● DATA RECORDS:
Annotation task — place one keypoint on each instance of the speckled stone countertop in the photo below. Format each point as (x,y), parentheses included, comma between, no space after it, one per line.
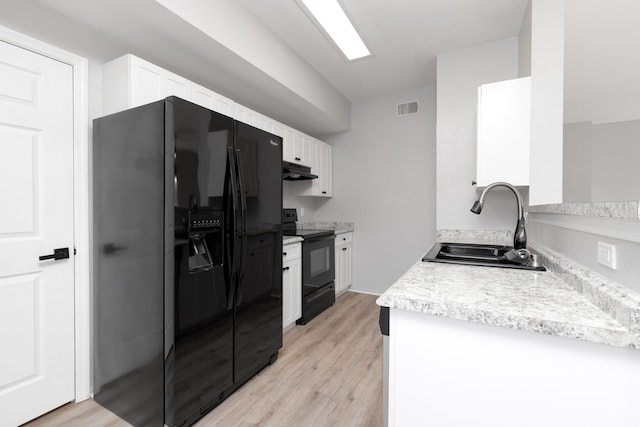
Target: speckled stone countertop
(338,227)
(540,302)
(620,210)
(291,239)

● PROBLEM STATEMENT: Pictures aside, reproduce all of the data exactly.

● REPLY TO THE TASK:
Annotation task — place one keypoint on each instance of the speckled stone countertop in the photo below. Format each point as (x,y), parentheses included, comma between, no space after it, one per line.
Target: speckled stone countertop
(338,227)
(540,302)
(620,210)
(291,239)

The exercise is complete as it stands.